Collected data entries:
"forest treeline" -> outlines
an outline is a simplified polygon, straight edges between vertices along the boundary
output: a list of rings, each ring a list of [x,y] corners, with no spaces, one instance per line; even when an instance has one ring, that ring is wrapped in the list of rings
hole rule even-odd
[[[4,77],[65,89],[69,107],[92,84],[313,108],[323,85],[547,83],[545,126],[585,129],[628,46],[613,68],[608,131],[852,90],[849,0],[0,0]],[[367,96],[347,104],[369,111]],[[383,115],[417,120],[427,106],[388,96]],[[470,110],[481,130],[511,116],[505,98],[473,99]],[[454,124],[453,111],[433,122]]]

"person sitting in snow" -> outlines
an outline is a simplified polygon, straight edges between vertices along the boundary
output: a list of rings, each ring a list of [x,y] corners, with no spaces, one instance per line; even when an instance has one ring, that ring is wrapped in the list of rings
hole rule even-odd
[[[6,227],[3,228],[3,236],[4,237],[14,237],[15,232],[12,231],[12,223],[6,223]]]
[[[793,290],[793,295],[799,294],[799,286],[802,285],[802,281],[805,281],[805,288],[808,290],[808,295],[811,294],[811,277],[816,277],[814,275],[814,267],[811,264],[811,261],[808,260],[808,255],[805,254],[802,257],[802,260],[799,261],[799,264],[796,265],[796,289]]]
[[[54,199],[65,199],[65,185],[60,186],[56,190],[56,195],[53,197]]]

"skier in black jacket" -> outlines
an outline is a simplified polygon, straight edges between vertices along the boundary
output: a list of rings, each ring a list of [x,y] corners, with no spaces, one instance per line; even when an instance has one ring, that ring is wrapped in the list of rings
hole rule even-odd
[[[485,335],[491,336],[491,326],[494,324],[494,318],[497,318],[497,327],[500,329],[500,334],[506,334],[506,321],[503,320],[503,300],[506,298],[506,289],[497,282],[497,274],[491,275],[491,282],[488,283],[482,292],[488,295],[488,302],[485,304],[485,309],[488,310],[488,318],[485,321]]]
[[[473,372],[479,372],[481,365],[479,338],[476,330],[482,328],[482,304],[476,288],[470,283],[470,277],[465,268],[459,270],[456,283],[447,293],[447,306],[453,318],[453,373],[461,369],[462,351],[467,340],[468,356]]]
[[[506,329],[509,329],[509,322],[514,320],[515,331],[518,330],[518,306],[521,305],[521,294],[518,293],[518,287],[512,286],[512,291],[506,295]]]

--

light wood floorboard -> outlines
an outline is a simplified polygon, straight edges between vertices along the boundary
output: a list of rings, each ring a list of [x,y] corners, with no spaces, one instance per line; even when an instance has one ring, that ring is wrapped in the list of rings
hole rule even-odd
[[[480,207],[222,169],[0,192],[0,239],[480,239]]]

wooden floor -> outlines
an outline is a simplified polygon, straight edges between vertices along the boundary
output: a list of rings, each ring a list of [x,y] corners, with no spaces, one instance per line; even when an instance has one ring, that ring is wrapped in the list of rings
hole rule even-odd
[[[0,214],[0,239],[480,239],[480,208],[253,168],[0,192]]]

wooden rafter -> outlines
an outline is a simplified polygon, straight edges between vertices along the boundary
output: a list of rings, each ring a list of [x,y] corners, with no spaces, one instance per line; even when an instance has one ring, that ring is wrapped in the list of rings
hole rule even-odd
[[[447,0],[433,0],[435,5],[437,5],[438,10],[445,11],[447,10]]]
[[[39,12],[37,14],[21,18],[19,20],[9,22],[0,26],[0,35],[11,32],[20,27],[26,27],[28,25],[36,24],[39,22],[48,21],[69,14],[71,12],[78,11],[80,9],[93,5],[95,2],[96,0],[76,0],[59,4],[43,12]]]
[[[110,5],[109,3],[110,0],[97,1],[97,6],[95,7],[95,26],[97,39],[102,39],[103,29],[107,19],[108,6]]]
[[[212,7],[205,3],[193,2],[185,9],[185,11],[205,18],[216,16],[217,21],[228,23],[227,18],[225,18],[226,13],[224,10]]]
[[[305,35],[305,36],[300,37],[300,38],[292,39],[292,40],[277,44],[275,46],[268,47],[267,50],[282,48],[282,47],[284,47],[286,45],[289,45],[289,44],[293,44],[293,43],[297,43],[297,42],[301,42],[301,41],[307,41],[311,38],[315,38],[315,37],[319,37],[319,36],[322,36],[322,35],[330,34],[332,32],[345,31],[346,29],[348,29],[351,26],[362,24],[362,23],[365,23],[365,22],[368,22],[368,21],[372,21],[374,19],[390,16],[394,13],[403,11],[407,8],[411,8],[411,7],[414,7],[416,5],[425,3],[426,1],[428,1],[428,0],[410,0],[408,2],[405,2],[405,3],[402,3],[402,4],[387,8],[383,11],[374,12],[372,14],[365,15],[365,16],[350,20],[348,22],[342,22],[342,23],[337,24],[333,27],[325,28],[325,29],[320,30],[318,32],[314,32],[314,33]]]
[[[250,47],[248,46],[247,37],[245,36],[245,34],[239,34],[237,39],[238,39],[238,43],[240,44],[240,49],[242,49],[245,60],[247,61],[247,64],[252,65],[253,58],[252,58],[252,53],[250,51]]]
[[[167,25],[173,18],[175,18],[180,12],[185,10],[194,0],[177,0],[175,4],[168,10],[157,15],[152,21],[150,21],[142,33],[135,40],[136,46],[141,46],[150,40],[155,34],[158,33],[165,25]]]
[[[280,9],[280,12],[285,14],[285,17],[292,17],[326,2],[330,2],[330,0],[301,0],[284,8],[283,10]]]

* **REQUIRED WORK**
The answer should be nothing but the number of lines above that contain "wooden".

* **RESULT OF THIS EXERCISE**
2